• WORK INSTRUCTION 1:
Repeat the coasteering safety guide from "Coasteering in the" to "these safety rules.", substituting "dangerous" for "hazardous".
• WORK INSTRUCTION 2:
Proceed with the coasteering safety guide, continuing from the point at which it stops.

Coasteering in the Tough Zone can be hazardous. It is important you are aware of the risks and understand how to minimise these risks.

Get some professional training and always stick to these safety rules.
GET TRAINING
    Nothing beats proper training from an experienced instructor
  • Learn the theory and practical skills from a proper instructor
  • Ensure you are prepared for the environment you are goin to coasteer in
  • Ask questions, get answers and learn everything you need to know
  • If in doubt, do not attempt anything without more training
WATCH THE WEATHER AND SEA
    Coasts and the Sea can be unpredictable
  • Check the weather reports before going coasteering, be aware that things can change quickly
  • Check the tides and currents and make sure you know what changing tides will mean to your trip
  • Always remember how unpredictable the sea can be
  • Dress appropriately for the temperature/weather conditions
  • Immediately turn back if the weather becomes dangerou
KNOW THE DEPTH
    Knowing the depth of water before swimming or jumping in is VITAL
  • Never jump into water you have not checked for depth- remember the tide, rocks, sand and sediments can change the depth of water over time
  • Never explore a cave that you do not know if the tide is rising- the cave may become underwater
  • Do not jump into the water from loose outcrops or with rocks directly below you
  • Check you can easily return from the place you jump into
STAY WARM
    Getting too cold can cause serious problems
  • Wear a wet suit if the sea temperature and weather dictate
  • Strong winds will make you feel much colder much faster
  • Being cold makes you more susceptible to injuries
  • Being cold can make you lose energy, making return trips harder
  • Have dry clothes, warm drink as well as towels and blankets available as soon as you return from the coast
BE ORGANISED
    Prepare everything before you go
  • Plan how long you will be away for and know what kit you will need for that time
  • Ensure you tell someone where you are going and when you expect to return
  • Consider discussing your trip with local in-shore rescue, lifeguards, beach patrols or coastguard before you go
  • Have a plan in case things unexpectedly change or go wrong
  • Research the route, the weather and the seas so you know what to expect
  • Never coasteer alone!

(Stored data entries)

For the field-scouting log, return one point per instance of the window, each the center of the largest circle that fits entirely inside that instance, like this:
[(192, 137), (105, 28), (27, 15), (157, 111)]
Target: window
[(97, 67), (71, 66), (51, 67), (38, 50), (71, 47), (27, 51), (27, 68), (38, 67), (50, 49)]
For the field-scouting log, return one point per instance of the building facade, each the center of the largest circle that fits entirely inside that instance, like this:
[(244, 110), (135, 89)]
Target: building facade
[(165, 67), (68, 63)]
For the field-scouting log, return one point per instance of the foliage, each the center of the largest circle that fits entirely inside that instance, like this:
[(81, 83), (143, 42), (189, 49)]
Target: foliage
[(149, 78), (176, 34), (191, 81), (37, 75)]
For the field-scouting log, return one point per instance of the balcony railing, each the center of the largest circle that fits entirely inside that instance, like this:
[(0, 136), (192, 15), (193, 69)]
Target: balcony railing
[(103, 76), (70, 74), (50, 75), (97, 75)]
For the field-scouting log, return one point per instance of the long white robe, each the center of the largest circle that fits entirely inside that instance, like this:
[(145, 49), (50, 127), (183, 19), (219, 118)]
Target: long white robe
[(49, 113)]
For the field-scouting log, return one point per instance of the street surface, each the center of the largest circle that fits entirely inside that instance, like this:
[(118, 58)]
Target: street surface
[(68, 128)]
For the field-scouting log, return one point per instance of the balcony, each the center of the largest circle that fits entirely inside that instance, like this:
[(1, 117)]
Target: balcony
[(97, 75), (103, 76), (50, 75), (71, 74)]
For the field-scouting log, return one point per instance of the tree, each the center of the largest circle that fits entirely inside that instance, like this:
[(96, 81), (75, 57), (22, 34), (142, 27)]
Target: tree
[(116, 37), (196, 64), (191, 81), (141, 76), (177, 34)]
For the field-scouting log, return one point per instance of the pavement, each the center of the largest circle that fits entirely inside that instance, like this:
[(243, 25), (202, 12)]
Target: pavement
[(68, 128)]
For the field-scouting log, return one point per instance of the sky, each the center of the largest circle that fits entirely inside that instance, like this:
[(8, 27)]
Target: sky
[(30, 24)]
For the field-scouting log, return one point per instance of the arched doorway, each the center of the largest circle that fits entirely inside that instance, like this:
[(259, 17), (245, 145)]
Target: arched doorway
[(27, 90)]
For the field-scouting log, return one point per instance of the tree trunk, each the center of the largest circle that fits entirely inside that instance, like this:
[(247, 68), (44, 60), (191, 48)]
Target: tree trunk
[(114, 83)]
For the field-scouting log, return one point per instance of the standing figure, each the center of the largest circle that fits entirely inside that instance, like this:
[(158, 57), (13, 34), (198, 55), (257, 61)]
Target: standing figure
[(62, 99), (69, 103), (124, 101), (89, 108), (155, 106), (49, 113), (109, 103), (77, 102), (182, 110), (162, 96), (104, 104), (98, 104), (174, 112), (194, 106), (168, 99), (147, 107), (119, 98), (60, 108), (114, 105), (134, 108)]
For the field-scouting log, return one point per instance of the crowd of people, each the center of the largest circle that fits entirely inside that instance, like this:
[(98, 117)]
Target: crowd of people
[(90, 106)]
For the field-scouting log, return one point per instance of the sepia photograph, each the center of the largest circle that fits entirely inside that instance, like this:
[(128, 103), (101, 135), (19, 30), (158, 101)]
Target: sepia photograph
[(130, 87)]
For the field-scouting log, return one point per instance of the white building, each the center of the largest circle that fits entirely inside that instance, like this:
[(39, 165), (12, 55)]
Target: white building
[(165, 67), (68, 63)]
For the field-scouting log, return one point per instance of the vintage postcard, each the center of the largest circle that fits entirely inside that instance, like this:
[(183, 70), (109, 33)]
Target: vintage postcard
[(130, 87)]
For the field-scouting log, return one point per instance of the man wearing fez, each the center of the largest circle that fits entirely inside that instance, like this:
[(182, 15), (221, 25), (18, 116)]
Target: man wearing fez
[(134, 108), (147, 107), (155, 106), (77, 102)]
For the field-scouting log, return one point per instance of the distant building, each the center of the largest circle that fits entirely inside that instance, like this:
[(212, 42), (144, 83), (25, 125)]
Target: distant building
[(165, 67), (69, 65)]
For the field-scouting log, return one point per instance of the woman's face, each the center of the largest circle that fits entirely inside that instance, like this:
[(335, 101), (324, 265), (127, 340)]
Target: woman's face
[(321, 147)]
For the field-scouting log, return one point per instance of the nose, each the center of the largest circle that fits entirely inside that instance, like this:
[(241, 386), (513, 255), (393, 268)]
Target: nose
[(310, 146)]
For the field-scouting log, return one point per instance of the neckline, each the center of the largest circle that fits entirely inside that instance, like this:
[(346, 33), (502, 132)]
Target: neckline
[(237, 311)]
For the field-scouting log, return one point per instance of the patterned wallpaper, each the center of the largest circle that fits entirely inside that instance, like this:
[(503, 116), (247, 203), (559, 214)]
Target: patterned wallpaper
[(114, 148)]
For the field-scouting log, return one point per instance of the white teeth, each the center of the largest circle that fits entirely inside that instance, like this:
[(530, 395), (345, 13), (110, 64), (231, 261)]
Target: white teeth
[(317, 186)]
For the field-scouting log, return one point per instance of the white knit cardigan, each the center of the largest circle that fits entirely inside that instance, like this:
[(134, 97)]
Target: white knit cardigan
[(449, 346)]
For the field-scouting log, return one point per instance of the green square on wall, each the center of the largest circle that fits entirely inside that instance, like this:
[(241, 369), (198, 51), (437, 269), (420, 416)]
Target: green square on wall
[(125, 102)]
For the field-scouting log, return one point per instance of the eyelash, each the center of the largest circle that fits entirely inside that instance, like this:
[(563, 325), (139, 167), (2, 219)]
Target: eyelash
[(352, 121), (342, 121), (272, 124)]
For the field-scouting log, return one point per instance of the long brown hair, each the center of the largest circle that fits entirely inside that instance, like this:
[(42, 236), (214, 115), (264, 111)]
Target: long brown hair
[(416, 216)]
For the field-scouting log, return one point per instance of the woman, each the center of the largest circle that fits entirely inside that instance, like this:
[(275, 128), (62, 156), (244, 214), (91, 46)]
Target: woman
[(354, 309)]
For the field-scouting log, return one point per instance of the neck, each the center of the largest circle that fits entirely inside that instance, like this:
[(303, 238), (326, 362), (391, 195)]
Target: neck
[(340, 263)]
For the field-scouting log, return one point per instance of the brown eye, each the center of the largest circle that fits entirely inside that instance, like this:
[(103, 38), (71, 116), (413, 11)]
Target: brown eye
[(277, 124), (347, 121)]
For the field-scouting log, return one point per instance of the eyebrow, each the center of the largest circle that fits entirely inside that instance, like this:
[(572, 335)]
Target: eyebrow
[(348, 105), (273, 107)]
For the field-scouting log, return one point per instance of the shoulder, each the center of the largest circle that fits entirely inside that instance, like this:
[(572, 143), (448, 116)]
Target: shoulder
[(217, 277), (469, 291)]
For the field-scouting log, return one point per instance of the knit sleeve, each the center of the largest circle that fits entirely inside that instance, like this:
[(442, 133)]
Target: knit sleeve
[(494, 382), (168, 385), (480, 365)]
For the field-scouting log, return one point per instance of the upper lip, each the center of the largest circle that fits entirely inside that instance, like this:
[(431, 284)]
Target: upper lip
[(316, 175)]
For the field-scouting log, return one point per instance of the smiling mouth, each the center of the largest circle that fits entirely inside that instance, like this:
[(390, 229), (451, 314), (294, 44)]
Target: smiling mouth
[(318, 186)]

• ANSWER 1:
Coasteering in the Tough Zone can be dangerous. It is important you are aware of the risks and understand how to minimise these risks.

Get some professional training and always stick to these safety rules.

• ANSWER 2:
WATCH THE ROCKS/CLIFFS
    Rocks and cliffs can pose dangers
  • Rocks can be slippery, especially when wet
  • Always look above you for loose rocks
  • Watch for evidence of recent cliff/rock falls that suggest the area may be unstable
  • Understand that rough seas can pelt you with sand and stones
Professional Training: Nothing can compare to professional training delivered by qualified trainers who can carefully guide you through how to safely learn and practice the required techniques in a controlled environment.

Medical Advice: Before taking part in a new sport or activity you should consult your doctor or other healthcare worker to identify any potential risks to your wellbeing. This is particularly important if you are pregnant, elderly, suffered previous injuries, suffering from a long term medical condition, or disabled. Whilst these conditions do not preclude you from taking part in most activities, getting advise can help you adapt to suit your individual needs.